CHALLENGE: Pull out, unchanged, the lines of the material starting at the line that contains "task: provide the segmentation of the front" and ending at the final line of the material.
- - - - - - -
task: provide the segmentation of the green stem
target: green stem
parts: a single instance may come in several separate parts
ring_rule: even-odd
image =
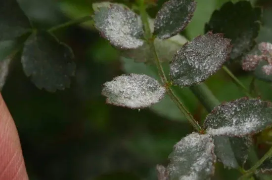
[[[263,163],[267,159],[272,156],[272,147],[271,147],[268,151],[262,157],[259,161],[258,161],[255,165],[251,167],[250,169],[246,171],[246,174],[241,176],[239,180],[243,180],[245,178],[249,177],[252,176],[255,173],[257,169],[260,166],[263,164]]]
[[[198,132],[202,132],[202,128],[200,127],[200,126],[199,126],[197,121],[194,119],[192,115],[190,113],[188,110],[187,110],[185,106],[180,101],[177,95],[175,94],[173,89],[170,87],[170,83],[168,82],[166,75],[165,75],[164,71],[159,59],[159,57],[158,56],[158,54],[157,54],[157,51],[155,47],[155,45],[154,44],[154,38],[152,37],[152,34],[149,27],[148,16],[145,10],[145,5],[144,4],[144,0],[139,0],[138,1],[138,4],[142,22],[144,25],[145,33],[145,37],[147,40],[147,43],[148,43],[148,45],[153,52],[159,74],[161,77],[162,82],[165,85],[166,92],[172,101],[173,101],[178,106],[181,111],[184,114],[190,123],[193,126],[194,128]]]
[[[252,98],[252,96],[249,93],[247,88],[240,81],[239,79],[231,72],[226,67],[224,66],[222,69],[225,71],[227,73],[232,79],[238,87],[239,87],[244,92],[245,94],[250,98]]]
[[[52,33],[54,31],[55,31],[56,30],[58,30],[60,29],[61,28],[64,28],[66,27],[67,27],[68,26],[71,26],[75,25],[77,25],[78,24],[81,24],[82,23],[89,21],[92,21],[92,18],[91,17],[91,16],[89,15],[87,16],[84,16],[82,17],[81,18],[79,18],[78,19],[72,20],[71,21],[68,21],[67,22],[64,23],[63,24],[60,24],[59,25],[57,25],[56,26],[54,26],[51,28],[50,28],[48,31]]]

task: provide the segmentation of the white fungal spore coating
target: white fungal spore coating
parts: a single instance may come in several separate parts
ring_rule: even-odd
[[[170,77],[175,84],[189,86],[215,73],[229,58],[230,40],[208,32],[185,44],[174,55]]]
[[[150,107],[164,97],[165,88],[154,79],[134,73],[115,77],[104,84],[102,94],[107,102],[134,109]]]
[[[207,116],[204,127],[213,136],[244,136],[271,126],[272,113],[268,102],[241,98],[216,107]]]
[[[95,26],[102,36],[115,46],[135,49],[143,44],[140,18],[133,11],[117,4],[101,7],[94,16]]]
[[[191,21],[195,10],[194,0],[170,0],[159,11],[154,20],[154,34],[163,39],[182,31]]]
[[[201,180],[214,173],[216,157],[210,135],[193,133],[175,145],[167,167],[169,179]]]

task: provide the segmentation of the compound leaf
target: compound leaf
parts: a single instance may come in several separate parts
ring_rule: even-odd
[[[76,65],[73,52],[66,44],[45,32],[32,34],[25,43],[22,55],[24,71],[40,89],[49,92],[70,87],[69,76]]]
[[[167,168],[170,180],[209,179],[215,171],[215,145],[209,135],[193,133],[174,147]]]
[[[206,132],[214,136],[242,137],[272,125],[270,102],[243,98],[223,103],[206,118]]]
[[[156,16],[154,34],[165,39],[182,31],[191,21],[196,6],[194,0],[170,0],[165,2]]]
[[[0,1],[0,41],[12,40],[29,31],[30,24],[16,0]]]
[[[140,18],[133,11],[117,4],[101,7],[95,11],[95,28],[113,45],[124,49],[135,49],[143,44]]]
[[[145,74],[131,73],[116,77],[104,84],[102,94],[107,103],[131,108],[147,108],[164,97],[165,88]]]
[[[233,47],[230,58],[235,59],[253,47],[260,30],[261,15],[261,9],[253,7],[249,1],[235,4],[228,1],[214,12],[205,25],[205,32],[223,33],[231,39]]]
[[[243,166],[252,144],[250,137],[215,136],[213,138],[215,153],[219,161],[231,168]]]
[[[222,34],[208,32],[187,42],[176,53],[170,64],[171,80],[181,86],[204,81],[228,59],[230,41]]]
[[[172,61],[174,55],[187,42],[187,39],[180,35],[166,40],[156,38],[154,40],[154,45],[159,59],[162,62]],[[134,60],[136,62],[145,62],[154,64],[154,54],[147,43],[137,49],[124,50],[122,56]]]

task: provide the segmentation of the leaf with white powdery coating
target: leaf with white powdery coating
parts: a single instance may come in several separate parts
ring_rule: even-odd
[[[116,77],[103,85],[107,103],[131,108],[150,107],[164,97],[165,88],[145,74],[131,73]]]
[[[271,126],[272,114],[271,103],[243,98],[215,108],[204,126],[206,133],[212,135],[243,137]]]
[[[195,10],[194,0],[170,0],[156,15],[154,34],[165,39],[182,31],[191,21]]]
[[[185,43],[174,55],[170,77],[175,84],[200,83],[219,70],[229,58],[230,40],[208,32]]]
[[[252,7],[248,1],[235,4],[227,2],[214,12],[205,25],[205,32],[223,33],[231,39],[233,47],[230,58],[235,59],[253,47],[260,30],[261,15],[261,8]]]
[[[174,147],[167,167],[169,180],[208,180],[214,174],[216,156],[209,135],[196,133],[182,138]]]
[[[250,137],[214,136],[213,139],[215,145],[215,153],[219,161],[231,168],[243,166],[252,144]]]
[[[0,41],[12,40],[31,29],[16,0],[0,0]]]
[[[135,49],[143,44],[142,24],[139,16],[121,5],[101,7],[94,17],[95,28],[113,45]]]
[[[67,45],[45,32],[33,33],[27,39],[22,55],[25,74],[40,89],[49,92],[70,87],[74,75],[74,54]]]

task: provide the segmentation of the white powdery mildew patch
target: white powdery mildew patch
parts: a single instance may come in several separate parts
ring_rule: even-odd
[[[216,108],[207,116],[204,127],[214,136],[244,136],[272,125],[272,113],[267,102],[241,98]]]
[[[10,62],[9,58],[0,61],[0,91],[4,86],[8,73],[8,66]]]
[[[94,19],[96,28],[113,45],[134,49],[143,44],[140,39],[143,35],[141,21],[133,11],[112,4],[110,8],[100,8]]]
[[[185,44],[170,64],[175,84],[188,86],[199,83],[218,71],[229,58],[230,40],[208,32]]]
[[[209,135],[193,133],[178,143],[170,154],[167,167],[169,179],[200,180],[208,178],[215,170],[216,157]]]
[[[107,102],[132,108],[148,107],[164,97],[165,88],[145,74],[123,74],[104,84],[102,94]]]
[[[165,39],[182,31],[195,10],[194,0],[170,0],[159,11],[154,21],[154,34]]]

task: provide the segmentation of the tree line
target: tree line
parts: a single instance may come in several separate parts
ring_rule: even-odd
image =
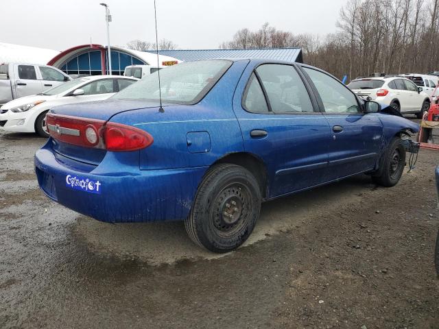
[[[132,40],[126,44],[127,48],[133,50],[156,50],[156,42],[150,42],[142,40]],[[158,41],[159,50],[176,49],[177,45],[170,40],[162,39]]]
[[[439,0],[348,0],[338,31],[294,34],[268,23],[244,28],[222,49],[298,47],[304,62],[341,78],[439,71]]]

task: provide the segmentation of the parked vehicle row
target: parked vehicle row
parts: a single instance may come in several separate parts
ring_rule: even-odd
[[[106,99],[137,81],[134,77],[118,75],[94,75],[69,81],[1,106],[0,127],[8,132],[37,132],[49,137],[45,117],[52,107]]]
[[[423,87],[400,76],[355,80],[348,87],[357,95],[390,106],[403,114],[412,113],[420,119],[430,108],[430,97]]]
[[[305,64],[209,60],[161,75],[160,90],[150,75],[106,101],[51,108],[35,155],[49,197],[103,221],[182,220],[224,252],[251,234],[262,201],[361,173],[396,184],[401,137],[418,130]]]
[[[12,99],[39,94],[72,79],[48,65],[0,64],[0,106]]]

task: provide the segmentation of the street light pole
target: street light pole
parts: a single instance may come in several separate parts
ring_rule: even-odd
[[[106,3],[102,3],[99,5],[105,7],[105,21],[107,22],[107,47],[108,50],[108,72],[111,71],[111,48],[110,47],[110,22],[111,21],[111,15],[110,14],[110,9]]]

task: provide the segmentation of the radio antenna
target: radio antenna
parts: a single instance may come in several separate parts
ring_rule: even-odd
[[[160,65],[158,64],[158,37],[157,36],[157,10],[156,9],[156,0],[154,0],[154,17],[156,22],[156,53],[157,54],[157,73],[158,73],[158,98],[160,100],[160,108],[158,112],[163,112],[163,107],[162,106],[162,88],[160,83]]]

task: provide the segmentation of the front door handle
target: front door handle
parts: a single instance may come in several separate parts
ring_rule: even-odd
- - - - - - -
THE SOLUTION:
task: provide the segmentation of the front door handle
target: front door handle
parts: a single instance may come in several separate parts
ring_rule: even-odd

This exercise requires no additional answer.